*WHAT YOU WILL DO*:
(1) Repeat word for word everything in the comment thread from "I´m so sorry" down to "you and God.".
(2) Write the next part of the comment thread, picking up right after its last line.

*PROVIDED PASSAGE*:

I´m so sorry you have to experience this! I have two girls as well, but they are grown (20/22) and I can so feel what you are feeling! My advice would be to speak to the family, but you´re already planing that, so I will pray for you that the "talk" will go well and that you have the wisdom to say the right thing!

Elaine at Matters of the Heart) said...

Oh, Leah my heart is breaking for your little one and for you.

I am with you, I would need to be held back. God certainly knew what he was doing on this one. So glad they are away, so you have time to prayerfully consider what your next step is.

It is so sad when kids are mean. Your sweet darling daughter will be okay, God will see her through this too. She may be hurting now, however, this may be the opportunity that draws her more near to you and God.

I pray for courage and wisdom that you will all safely walk through this with Grace. God already knows you will.

amelia bedelia said...

you should be mad! I'm mad too! It's amazing that kids already know that kind of stuff. Hope everything gets worked out.

Jennifer said...

Girl, My heart aches for you!! My kids are not quite to the age of texting, but I've already experienced some moments where my oldest has been bullied in school for being shy! I was outraged as well! Us mothers can't help but be upset at those who try to hurt our babies (they are always babies to us!!) I will keep you and your daughter in my prayers while going through this situation. I will also pray for that boy, because he needs some prayers himself!! Take care and I hope things get better soon!
Love, Jenn

Tabitha Blue said...

*ENTRIES*:
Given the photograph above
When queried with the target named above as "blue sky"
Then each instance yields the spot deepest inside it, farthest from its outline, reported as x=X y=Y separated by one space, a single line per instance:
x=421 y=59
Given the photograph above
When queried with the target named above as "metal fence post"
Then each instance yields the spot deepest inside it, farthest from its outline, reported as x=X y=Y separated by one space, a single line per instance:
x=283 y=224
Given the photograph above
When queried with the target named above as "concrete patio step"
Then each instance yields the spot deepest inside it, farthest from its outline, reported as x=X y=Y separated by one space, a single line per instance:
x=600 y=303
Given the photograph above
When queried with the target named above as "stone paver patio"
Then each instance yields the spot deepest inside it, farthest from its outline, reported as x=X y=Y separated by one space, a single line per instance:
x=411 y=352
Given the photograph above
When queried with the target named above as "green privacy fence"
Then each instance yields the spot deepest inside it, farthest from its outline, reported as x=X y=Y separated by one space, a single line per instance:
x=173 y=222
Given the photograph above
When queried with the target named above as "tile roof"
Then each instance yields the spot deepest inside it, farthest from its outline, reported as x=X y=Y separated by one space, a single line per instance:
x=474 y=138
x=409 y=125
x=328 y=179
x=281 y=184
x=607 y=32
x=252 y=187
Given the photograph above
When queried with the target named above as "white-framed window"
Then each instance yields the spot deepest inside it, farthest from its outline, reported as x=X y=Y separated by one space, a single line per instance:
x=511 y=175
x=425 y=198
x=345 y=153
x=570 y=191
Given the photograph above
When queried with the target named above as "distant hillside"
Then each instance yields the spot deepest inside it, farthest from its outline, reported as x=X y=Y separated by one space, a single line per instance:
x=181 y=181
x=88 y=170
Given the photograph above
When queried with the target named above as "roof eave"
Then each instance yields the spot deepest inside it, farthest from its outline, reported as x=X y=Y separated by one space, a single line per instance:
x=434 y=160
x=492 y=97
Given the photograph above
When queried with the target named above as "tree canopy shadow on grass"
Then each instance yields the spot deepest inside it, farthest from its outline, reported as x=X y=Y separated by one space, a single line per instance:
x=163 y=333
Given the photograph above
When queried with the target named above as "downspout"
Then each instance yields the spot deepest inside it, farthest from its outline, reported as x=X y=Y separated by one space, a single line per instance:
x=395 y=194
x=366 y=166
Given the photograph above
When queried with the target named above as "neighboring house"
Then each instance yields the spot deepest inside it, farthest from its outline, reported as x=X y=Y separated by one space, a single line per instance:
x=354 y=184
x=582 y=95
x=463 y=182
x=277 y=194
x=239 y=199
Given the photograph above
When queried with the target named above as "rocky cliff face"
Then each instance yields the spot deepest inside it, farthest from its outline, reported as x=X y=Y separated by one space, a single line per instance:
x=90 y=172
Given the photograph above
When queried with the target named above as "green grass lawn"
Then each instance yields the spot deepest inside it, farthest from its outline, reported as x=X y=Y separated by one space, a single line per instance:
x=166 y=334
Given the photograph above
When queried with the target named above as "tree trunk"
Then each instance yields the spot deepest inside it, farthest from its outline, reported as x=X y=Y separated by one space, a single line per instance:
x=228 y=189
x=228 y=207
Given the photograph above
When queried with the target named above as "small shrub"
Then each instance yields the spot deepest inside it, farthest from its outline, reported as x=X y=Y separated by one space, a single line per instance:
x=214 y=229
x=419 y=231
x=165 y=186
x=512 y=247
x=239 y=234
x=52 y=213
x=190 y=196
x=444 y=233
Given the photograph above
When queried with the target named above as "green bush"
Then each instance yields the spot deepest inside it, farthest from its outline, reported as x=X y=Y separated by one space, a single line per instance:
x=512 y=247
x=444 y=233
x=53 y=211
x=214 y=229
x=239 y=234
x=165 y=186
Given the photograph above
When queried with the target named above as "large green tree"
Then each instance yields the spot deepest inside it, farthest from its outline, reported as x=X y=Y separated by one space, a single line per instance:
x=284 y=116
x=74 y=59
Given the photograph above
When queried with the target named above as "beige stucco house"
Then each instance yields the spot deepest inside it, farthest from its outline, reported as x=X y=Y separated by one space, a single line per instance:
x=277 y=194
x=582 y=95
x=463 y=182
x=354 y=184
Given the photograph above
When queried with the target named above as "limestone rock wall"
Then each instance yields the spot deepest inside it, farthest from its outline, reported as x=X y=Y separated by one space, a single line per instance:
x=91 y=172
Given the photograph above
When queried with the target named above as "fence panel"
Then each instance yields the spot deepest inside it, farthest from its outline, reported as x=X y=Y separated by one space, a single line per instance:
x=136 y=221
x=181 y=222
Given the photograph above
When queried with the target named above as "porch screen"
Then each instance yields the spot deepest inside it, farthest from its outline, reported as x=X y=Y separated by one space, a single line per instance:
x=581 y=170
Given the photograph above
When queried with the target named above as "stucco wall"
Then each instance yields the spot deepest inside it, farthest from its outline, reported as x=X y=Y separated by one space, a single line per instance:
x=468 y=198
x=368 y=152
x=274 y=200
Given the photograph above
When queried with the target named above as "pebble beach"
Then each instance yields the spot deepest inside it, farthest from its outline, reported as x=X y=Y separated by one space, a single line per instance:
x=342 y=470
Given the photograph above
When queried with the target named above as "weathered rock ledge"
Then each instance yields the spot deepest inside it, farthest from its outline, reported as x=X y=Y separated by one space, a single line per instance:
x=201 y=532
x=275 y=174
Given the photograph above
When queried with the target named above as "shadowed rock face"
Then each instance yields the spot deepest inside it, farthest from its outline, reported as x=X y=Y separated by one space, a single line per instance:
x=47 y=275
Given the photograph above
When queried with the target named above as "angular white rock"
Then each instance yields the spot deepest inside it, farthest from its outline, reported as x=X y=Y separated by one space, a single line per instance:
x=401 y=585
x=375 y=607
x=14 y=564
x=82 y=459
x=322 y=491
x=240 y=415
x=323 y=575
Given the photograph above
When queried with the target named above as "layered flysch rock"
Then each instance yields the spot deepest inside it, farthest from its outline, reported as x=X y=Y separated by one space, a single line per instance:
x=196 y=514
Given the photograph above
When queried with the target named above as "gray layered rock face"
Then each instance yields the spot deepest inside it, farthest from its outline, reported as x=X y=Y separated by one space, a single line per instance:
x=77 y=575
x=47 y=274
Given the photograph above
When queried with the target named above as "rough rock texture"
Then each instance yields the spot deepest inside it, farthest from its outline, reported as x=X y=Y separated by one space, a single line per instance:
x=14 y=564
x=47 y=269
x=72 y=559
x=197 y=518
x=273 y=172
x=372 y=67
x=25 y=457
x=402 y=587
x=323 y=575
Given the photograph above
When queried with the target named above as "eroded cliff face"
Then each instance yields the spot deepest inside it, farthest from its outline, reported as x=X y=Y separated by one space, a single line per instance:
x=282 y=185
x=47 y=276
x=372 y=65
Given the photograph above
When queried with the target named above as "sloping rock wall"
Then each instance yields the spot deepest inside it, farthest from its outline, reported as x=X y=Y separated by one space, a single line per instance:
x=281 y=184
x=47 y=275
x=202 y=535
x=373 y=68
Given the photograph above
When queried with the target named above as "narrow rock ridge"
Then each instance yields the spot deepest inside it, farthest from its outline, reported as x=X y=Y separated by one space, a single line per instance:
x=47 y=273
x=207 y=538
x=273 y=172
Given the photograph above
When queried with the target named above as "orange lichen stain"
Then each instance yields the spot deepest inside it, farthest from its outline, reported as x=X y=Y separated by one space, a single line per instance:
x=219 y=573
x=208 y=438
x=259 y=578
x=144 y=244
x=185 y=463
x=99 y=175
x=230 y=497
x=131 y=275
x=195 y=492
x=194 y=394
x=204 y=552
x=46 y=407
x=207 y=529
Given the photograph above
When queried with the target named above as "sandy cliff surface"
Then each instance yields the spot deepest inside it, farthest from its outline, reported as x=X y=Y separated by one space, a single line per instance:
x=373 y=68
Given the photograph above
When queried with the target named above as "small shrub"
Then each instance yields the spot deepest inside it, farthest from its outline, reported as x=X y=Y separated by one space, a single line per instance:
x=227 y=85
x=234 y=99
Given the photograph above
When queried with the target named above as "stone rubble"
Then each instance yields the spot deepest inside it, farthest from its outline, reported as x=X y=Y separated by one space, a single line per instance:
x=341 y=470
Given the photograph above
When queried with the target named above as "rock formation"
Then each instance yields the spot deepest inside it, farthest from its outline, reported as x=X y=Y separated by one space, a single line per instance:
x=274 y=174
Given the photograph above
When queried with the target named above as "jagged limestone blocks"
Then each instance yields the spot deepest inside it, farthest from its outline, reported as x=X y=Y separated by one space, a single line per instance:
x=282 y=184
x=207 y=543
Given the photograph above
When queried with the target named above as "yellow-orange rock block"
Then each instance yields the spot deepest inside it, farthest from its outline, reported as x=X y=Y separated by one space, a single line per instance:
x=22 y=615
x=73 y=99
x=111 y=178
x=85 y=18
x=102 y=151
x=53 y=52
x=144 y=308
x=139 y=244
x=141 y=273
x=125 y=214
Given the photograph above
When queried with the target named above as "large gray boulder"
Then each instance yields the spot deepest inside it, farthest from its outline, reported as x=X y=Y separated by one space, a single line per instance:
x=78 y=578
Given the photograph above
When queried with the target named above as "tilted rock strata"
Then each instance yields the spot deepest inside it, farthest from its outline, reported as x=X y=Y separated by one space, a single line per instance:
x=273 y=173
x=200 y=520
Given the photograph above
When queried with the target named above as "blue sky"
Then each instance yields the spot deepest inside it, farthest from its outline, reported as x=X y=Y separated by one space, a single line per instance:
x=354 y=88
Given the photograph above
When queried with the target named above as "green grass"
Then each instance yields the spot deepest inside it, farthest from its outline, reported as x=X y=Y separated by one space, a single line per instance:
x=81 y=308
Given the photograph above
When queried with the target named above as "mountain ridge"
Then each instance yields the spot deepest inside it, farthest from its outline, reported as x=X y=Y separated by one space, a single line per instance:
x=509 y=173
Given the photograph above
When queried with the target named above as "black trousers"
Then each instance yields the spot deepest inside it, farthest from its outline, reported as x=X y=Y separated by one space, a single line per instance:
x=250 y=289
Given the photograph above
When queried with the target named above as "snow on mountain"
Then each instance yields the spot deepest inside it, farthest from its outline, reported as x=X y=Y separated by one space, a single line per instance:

*ANSWERS TO THE EXERCISES*:
(1)
I´m so sorry you have to experience this! I have two girls as well, but they are grown (20/22) and I can so feel what you are feeling! My advice would be to speak to the family, but you´re already planing that, so I will pray for you that the "talk" will go well and that you have the wisdom to say the right thing!

Elaine at Matters of the Heart) said...

Oh, Leah my heart is breaking for your little one and for you.

I am with you, I would need to be held back. God certainly knew what he was doing on this one. So glad they are away, so you have time to prayerfully consider what your next step is.

It is so sad when kids are mean. Your sweet darling daughter will be okay, God will see her through this too. She may be hurting now, however, this may be the opportunity that draws her more near to you and God.

(2)
Bless your heart... and hers. That's a tough one, and good thing you have some time to get good perspective and wisdom. I'll be praying for you. You and your husband will be able to get something worked out I'm sure.

chiara said...

Oh, man. Boys can be such jerks sometimes. Or a lot of the time :o)

So, this is the same daughter that was first allowed to text with the mean boy, right? Sounds like he is feeling some rejection from the situation of no longer being allowed to text her and now taking it out on her which is immature but not surprising from a teenage (?) boy.

In time, she will heal - I think most, if not all, girls have had similar situations (I remember, myself, from middle/high school). You did exactly what you should have: reassured her that she is not all those hateful things. And then talking to his family.

CIRCLE OF LIFE said...

WELL HELLO AND THANK YOU FOR CHECKING OUT MY BLOG AND LETTING EVERY ONE ELSE DO THE SAME.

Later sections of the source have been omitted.